RECORDS FOR THE EXERCISE
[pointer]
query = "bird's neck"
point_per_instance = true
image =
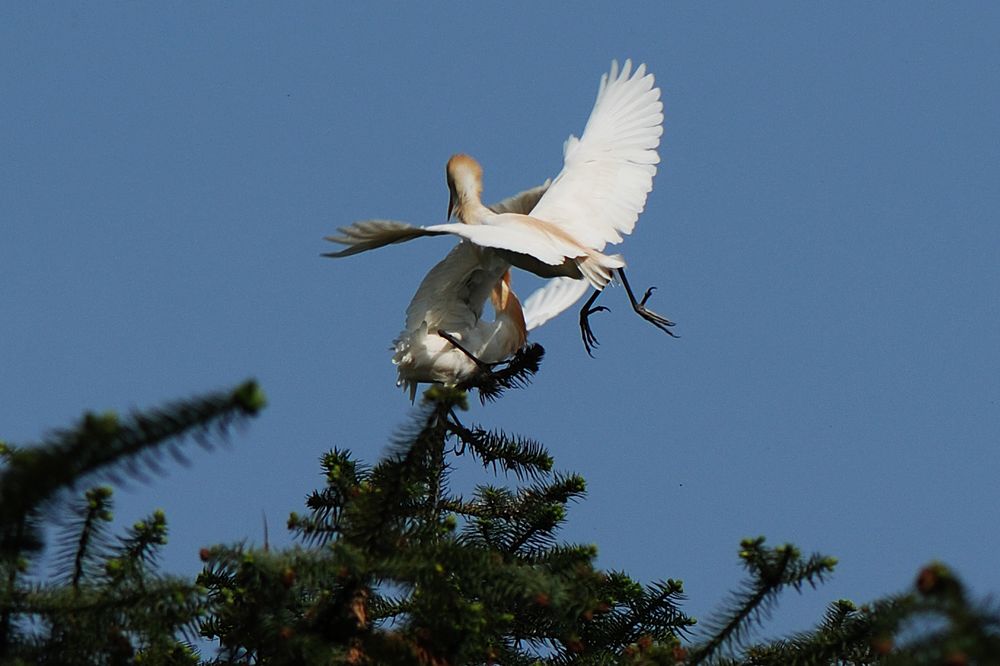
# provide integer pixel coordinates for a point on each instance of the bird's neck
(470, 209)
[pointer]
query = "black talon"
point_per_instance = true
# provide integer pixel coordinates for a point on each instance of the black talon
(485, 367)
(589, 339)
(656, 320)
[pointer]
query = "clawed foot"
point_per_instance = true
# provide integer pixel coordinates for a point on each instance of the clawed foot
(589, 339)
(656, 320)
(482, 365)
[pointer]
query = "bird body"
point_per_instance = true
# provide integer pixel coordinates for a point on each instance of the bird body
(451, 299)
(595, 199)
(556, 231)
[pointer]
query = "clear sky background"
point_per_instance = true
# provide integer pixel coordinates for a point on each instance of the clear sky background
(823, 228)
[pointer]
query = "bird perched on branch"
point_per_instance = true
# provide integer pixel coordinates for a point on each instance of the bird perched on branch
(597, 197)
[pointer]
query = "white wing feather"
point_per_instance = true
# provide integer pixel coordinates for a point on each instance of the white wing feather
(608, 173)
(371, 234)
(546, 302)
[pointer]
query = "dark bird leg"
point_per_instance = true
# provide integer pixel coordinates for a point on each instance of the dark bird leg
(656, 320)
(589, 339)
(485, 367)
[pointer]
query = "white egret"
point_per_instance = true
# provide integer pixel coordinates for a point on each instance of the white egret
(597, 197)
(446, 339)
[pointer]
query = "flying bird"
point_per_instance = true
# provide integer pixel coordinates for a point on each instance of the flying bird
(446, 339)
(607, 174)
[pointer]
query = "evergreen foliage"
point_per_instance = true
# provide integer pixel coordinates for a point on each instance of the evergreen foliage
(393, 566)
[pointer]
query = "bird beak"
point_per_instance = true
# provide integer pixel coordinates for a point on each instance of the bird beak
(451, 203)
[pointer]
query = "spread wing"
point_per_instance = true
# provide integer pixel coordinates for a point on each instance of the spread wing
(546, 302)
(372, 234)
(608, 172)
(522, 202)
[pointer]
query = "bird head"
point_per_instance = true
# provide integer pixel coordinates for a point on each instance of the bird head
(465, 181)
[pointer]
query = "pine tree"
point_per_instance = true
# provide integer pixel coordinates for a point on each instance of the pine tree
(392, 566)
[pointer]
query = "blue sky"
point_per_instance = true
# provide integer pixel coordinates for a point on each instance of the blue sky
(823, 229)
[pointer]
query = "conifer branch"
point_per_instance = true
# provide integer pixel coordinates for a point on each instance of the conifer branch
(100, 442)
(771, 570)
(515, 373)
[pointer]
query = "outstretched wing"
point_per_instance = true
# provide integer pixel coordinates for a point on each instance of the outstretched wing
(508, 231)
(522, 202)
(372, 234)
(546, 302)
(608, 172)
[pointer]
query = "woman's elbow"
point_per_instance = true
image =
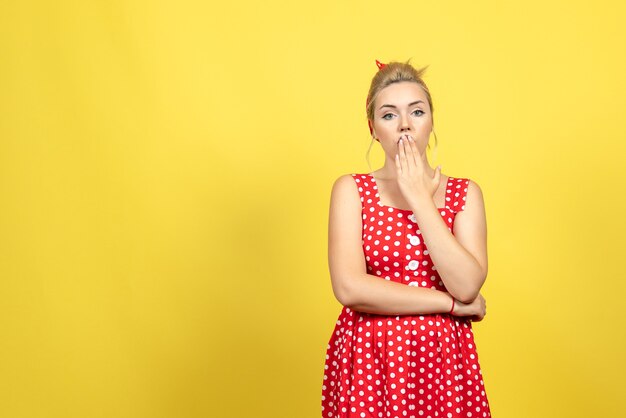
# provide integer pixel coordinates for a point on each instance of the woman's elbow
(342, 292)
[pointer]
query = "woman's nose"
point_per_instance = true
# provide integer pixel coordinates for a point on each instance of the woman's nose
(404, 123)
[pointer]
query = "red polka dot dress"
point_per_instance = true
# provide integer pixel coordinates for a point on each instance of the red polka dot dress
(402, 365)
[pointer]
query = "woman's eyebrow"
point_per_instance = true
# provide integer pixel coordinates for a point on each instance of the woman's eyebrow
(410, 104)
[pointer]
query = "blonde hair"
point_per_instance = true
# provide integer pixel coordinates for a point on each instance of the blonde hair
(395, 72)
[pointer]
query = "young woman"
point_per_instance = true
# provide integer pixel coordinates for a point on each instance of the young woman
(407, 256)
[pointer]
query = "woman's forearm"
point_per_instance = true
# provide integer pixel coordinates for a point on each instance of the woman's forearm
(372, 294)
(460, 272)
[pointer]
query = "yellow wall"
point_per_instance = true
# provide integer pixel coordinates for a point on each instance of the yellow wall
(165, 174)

EXERCISE
Transcribe all of the material exactly and leave out its pictures.

ANSWER TO THIS EXERCISE
[pointer]
query = "bird's neck"
point_per_instance = true
image =
# provide integer pixel coordinates for a point on each instance of the bird's neck
(470, 209)
[pointer]
query = "black talon"
point_per_instance = true
# provide integer pixel coordinates for a point on each instance of the black talon
(485, 367)
(589, 339)
(656, 320)
[pointer]
query = "clawed foot"
point_per_instance = true
# provide integer pixel coordinates for a point on each instance of the clawed foot
(589, 339)
(656, 320)
(482, 365)
[pointer]
query = "bird body"
point_per_instance = true
# provide integer pixel coordinates for a point on each instance of the bird body
(451, 299)
(595, 199)
(556, 231)
[pointer]
query = "clear sky background"
point_per_instance = true
# provide integer pixel coordinates for a point on each instance of the clear sky background
(823, 228)
[pointer]
query = "bird perched on branch"
point_per_instance = true
# provide integer pixel coordinates for a point on each instance of the bird perched on branch
(597, 197)
[pointer]
query = "white wing feather"
point_per_instance = true
# provide integer pixel coordinates for a point on each instance of the white wing feather
(608, 173)
(371, 234)
(546, 302)
[pointer]
query = "dark bird leg"
point_per_instance = true
# provide integer pixel coordinates for a point on each instance of the dark bird leg
(656, 320)
(589, 339)
(485, 367)
[pointer]
query = "white egret"
point_per_instance = true
# provide integer pixel coordinates for a point on each instance of the white egret
(597, 197)
(446, 339)
[pointer]
query = "flying bird"
point_per_instance = true
# provide integer pixel coordinates for a point on each instance of the flying bird
(446, 339)
(607, 174)
[pointer]
query = "evergreen foliage"
point_per_instance = true
# provide integer pixel coordinates for a point on each instance of the evergreen foliage
(393, 566)
[pointer]
query = "bird beak"
point_per_instance = true
# provide integer pixel coordinates for a point on each instance of the bird beak
(451, 203)
[pointer]
query = "spread wing"
point_per_instance = true
# provide integer pixel coordinates for a point on each instance of the spread wing
(546, 302)
(372, 234)
(608, 172)
(522, 202)
[pointer]
query = "bird head"
point_per_instance = true
# provide integer pixel coordinates for a point on each instance of the bird head
(465, 181)
[pointer]
query = "pine tree"
point_per_instance = true
# provide integer pixel coordinates for a point on each instance of the pine tree
(392, 566)
[pointer]
query = "blue sky"
point_per_instance = true
# provide integer pixel coordinates for a point on each instance of the blue sky
(823, 229)
[pointer]
query = "conifer branch"
point_per_instance = true
# provide integer pixel coordinates for a point on each instance of the conifer branch
(100, 442)
(771, 570)
(515, 373)
[pointer]
query = "outstretched wing"
point_per_instance = true
# provide integer pixel coordinates for a point on each instance of the outstretched wing
(508, 231)
(522, 202)
(372, 234)
(546, 302)
(608, 172)
[pointer]
query = "woman's elbow"
point_per_instance = true
image =
# provide integer pixel coordinates for a point on each instance of the woman's elbow
(342, 292)
[pointer]
query = "woman's nose"
point_per_instance = true
# provide integer pixel coordinates for a point on each instance of the woman's nose
(404, 123)
[pointer]
query = "red polka dot dress"
point_per_instance = true
# provide integer pixel coordinates for a point on each instance of the red polka dot dress
(402, 365)
[pointer]
query = "woman's eyebrow"
point_per_instance = true
# provide integer pixel coordinates for a point on each instance of the woman's eyebrow
(410, 104)
[pointer]
query = "blonde hair"
point_per_instance = true
# provide integer pixel coordinates for a point on each instance of the blonde hair
(395, 72)
[pointer]
query = "young woman"
point_per_instance = true
# provide integer pixel coordinates for a point on each instance of the young woman
(407, 256)
[pointer]
query = "woman's forearm"
point_per_instance = true
# provide integer pixel coordinates for a point on each instance of the woman's forearm
(372, 294)
(460, 272)
[pointer]
query = "yellow wall"
point_per_instance = true
# provide integer pixel coordinates for a point on each instance of the yellow wall
(165, 174)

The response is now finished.